> [Your objective]:
Reproduce word for word the stretch of the quadratic equation text below, from "Input: A = 5, B" through "(Since, a != 0)".
═════ Source
Note: The given roots are integral.

Examples:

Input: A = 2, B = 3
Output: x^2 – (5x) + (6) = 0
x² – 5x + 6 = 0
x² -3x -2x + 6 = 0
x(x – 3) – 2(x – 3) = 0
(x – 3) (x – 2) = 0
x = 2, 3

Input: A = 5, B = 10
Output: x^2 – (15x) + (50) = 0

Approach: If the roots of a quadratic equation ax² + bx + c = 0 are A and B then it known that
A + B = – b / a and A * B = c * a.
Now, ax² + bx + c = 0 can be written as
x² + (b / a)x + (c / a) = 0 (Since, a != 0)
x² – (A + B)x + (A * B) = 0, [Since, A + B = -b * a and A * B = c * a]
i.e. x² – (Sum of the roots)x + Product of the roots = 0

Below is the implementation of the above approach:

C++

// C++ implementation of the approach
#include <bits/stdc++.h>
using namespace std;
 
// Function to find the quadratic
// equation whose roots are a and b
void findEquation(int a, int b)
{
    int sum = (a + b);
    int product = (a * b);
    cout << "x^2 - (" << sum << "x) + ("
         << product << ") = 0";
}
 
// Driver code
int main()
{
    int a = 2, b = 3;
 
    findEquation(a, b);
 
    return 0;
}

Java

// Java implementation of the above approach 
class GFG 
{
     
    // Function to find the quadratic 
    // equation whose roots are a and b 
    static void findEquation(int a, int b)
══════════
═════ Dataset content
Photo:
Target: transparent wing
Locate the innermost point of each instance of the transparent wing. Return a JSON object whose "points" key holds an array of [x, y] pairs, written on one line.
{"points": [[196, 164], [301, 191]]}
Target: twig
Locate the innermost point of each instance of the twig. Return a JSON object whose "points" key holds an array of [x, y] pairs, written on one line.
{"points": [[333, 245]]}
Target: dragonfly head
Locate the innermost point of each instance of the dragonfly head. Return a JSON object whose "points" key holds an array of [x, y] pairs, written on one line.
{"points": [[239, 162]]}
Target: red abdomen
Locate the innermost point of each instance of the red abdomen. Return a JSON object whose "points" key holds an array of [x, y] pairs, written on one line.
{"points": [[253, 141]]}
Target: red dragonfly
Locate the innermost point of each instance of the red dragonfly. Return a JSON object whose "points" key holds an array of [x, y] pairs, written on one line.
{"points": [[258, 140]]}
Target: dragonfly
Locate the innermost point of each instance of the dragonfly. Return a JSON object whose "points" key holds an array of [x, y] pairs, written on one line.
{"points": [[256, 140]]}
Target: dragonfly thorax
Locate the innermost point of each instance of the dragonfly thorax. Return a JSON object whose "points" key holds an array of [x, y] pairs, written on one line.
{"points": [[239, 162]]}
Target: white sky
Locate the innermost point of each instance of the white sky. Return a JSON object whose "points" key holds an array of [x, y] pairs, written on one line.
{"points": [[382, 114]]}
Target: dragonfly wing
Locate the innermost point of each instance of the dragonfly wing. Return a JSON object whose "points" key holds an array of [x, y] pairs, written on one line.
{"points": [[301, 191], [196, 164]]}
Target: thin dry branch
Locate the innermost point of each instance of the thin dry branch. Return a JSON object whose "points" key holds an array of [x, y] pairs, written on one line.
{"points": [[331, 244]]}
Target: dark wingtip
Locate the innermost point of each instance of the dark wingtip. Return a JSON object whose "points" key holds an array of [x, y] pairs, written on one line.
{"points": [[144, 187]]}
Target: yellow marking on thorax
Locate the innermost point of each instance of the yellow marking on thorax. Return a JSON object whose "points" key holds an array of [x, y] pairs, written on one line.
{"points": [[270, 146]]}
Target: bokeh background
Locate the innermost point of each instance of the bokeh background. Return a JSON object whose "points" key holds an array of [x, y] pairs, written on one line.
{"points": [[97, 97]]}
══════════
> [Response]:
Input: A = 5, B = 10
Output: x^2 – (15x) + (50) = 0

Approach: If the roots of a quadratic equation ax² + bx + c = 0 are A and B then it known that
A + B = – b / a and A * B = c * a.
Now, ax² + bx + c = 0 can be written as
x² + (b / a)x + (c / a) = 0 (Since, a != 0)